[TEXTE D'ÉTUDE]
┄┄┄┄┄┄┄┄┄┄
La consultation des recommandations du Preventative Services Task Force des États-Unis (USPSTF), que plusieurs considèrent comme la bible des données scientifiques sur le dépistage, réserve quelques surprises. En fait, l’USPSTF déconseille de procéder, chez les personnes en santé, au score calcique coronaire et à trois autres types de dépistage des maladies du cœur, notamment l’électrocardiographie, l’épreuve d’effort sur tapis roulant et la tomodensimétrie à faisceau d’électrons. Selon l’USPSTF, tous ces examens ne devraient pas être effectués systématiquement parce que « les inconvénients l’emportent sur les avantages ».

Cette recommandation va à l’encontre de ce que la plupart d’entre nous croient : à savoir qu’il vaut mieux « faire passer des examens tôt et souvent » afin de prévenir un décès prématuré attribuable à une maladie que l’on pourrait éviter. Au contraire, des travaux de recherche récents ont montré que même si un examen d’imagerie révèle quelque chose de suspect, le fait de le découvrir précocement n’améliorera pas la santé. Une étude publiée en mai 2011 dans Archives of Internal Medicine rapporte que les personnes qui ont eu des examens d’imagerie cardiaque finissent par prendre plus de médicaments et par subir un plus grand nombre d’interventions chirurgicales, sans vivre plus longtemps, comparativement à ceux qui se sont soumis aux examens de dépistage conventionnels.

Des examens « excessifs et inutiles » pour les patients en santé

Le Dr John McEvoy est chercheur au Johns Hopkins Ciccarone Center for the Prevention of Heart Disease à Baltimore et l’auteur de l’étude de dépistage publiée dans Archives. Bien que les examens pour le cœur puissent s’avérer utiles dans la bonne situation (par exemple, lorsqu’une personne présente des douleurs thoraciques ou d’autres symptômes de cardiopathie), le Dr Evans indique que les données scientifiques ne tendent pas à confirmer l’utilité des examens de dépistage chez les personnes en santé.

Dans son étude, environ 20 % de ces patients ayant passé des examens d’imagerie ont été informés qu’ils avaient une accumulation de cholestérol dans leurs artères (appelée aussi athérosclérose) et ont fini par prendre beaucoup plus de médicaments (aspirine et hypocholestérolémiants), se soumettre à plus d’examens et subir davantage d’importantes chirurgies cardiaques. De plus, les patients qui avaient passé un examen d’imagerie cardiaque ont été plus souvent aiguillés vers d’autres d’examens et ont subi un plus grand nombre de pontages et d’implantations d’endoprothèse vasculaire. Toutefois, ils n’étaient pas en meilleure santé après un an et demi d’observation.
┄┄┄┄┄┄┄┄┄┄
[Lignes tirées d'un jeu de données]
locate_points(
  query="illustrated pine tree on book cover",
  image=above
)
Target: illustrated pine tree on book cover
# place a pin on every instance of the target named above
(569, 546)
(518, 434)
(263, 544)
┄┄┄┄┄┄┄┄┄┄
[TRAVAIL À FAIRE]
1. Reproduisez mot pour mot le passage du texte sur le dépistage des maladies du cœur compris entre « Dans son étude, environ » et « et demi d’observation. », inclusivement.
2. Rédigez la suite du texte sur le dépistage des maladies du cœur, à partir de sa dernière phrase.

[RÉPONSES PAR NUMÉRO]
1.
Dans son étude, environ 20 % de ces patients ayant passé des examens d’imagerie ont été informés qu’ils avaient une accumulation de cholestérol dans leurs artères (appelée aussi athérosclérose) et ont fini par prendre beaucoup plus de médicaments (aspirine et hypocholestérolémiants), se soumettre à plus d’examens et subir davantage d’importantes chirurgies cardiaques. De plus, les patients qui avaient passé un examen d’imagerie cardiaque ont été plus souvent aiguillés vers d’autres d’examens et ont subi un plus grand nombre de pontages et d’implantations d’endoprothèse vasculaire. Toutefois, ils n’étaient pas en meilleure santé après un an et demi d’observation.

2.
Bien qu’il soit conscient que cela peut prendre plus de 18 mois avant qu’on soit en mesure de constater les effets, il souligne que l’exposition aux rayonnements et au produit de contraste peut être dangereuse. Une trop grande radioexposition peut causer le cancer et l’iode, utilisé comme agent contrastant lors des examens, peut provoquer, dans certains cas, une insuffisance rénale.

Même si les experts en la matière jugent que les examens préventifs d’imagerie cardiaque sont « excessifs et inutiles », cela n’empêche pas les médecins ou les cliniques privées d’offrir ces services.

Alors que peut faire un patient? Il ne fait aucun doute que la maxime « mieux vaut prévenir que guérir » repose sur une conviction profonde et peut inciter plusieurs d’entre nous à subir des examens de dépistage des maladies du cœur. Toutefois, la recherche envoie un message contraire qui pourrait se résumer ainsi : « du calme! ».

Si on souhaite vraiment faire quelque chose pour prévenir les maladies du cœur, au lieu de dépenser des centaines de dollars pour un examen d’imagerie cardiaque de haute technologie, on devrait essayer quelque chose de très radical. Pourquoi ne pas suivre les sempiternels conseils sur le mode de vie que prodiguent la plupart des médecins : cesser de fumer, faire régulièrement de l’exercice, réduire la quantité de matières grasses et de sel, consommer de l’alcool avec modération et gérer son stress.

Voilà, je viens de vous faire économiser 690 $ et peut-être de vous épargner une montagne d’inquiétudes inutiles.

Alan Cassels est chercheur en politique sur les médicaments à l’Université de Victoria et expert-conseil à EvidenceNetwork.ca, une source d’information exhaustive et non partisane qui vise à aider les journalistes à couvrir les questions relatives aux politiques en matière de santé au Canada.